WORK TO DO: Please recast everything from the line containing "Can you see the small" down to the end of the records as a numbered list, skipping blank lines and leaving out the pictures.

DATASET EXTRACT:
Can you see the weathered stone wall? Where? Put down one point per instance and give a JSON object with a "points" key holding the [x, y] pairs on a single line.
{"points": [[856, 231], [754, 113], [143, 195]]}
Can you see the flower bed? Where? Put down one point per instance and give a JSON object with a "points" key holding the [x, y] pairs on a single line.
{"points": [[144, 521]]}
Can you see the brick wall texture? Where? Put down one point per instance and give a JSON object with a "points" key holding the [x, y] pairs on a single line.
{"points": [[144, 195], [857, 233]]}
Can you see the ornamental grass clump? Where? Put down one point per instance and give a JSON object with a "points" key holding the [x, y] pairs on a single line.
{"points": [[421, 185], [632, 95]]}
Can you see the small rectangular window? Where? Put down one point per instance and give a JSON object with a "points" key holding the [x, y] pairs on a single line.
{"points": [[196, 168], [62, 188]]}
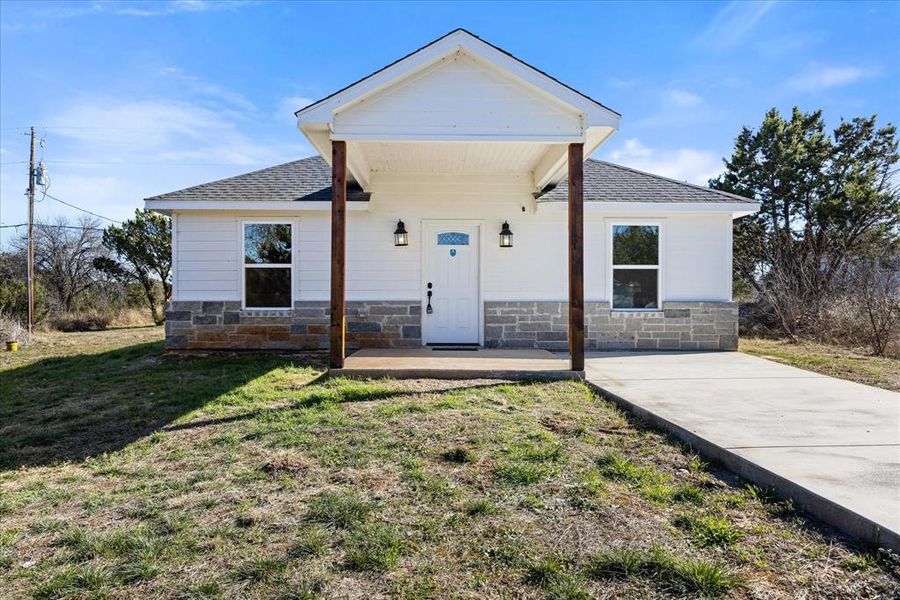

ANSWER TO THIS EXERCISE:
1. Can you see the small rectangular window? Where? Put down one point per instance and give a JSON object with a "points" key holding the [x, y] pairs on a single line.
2. {"points": [[196, 168], [62, 188]]}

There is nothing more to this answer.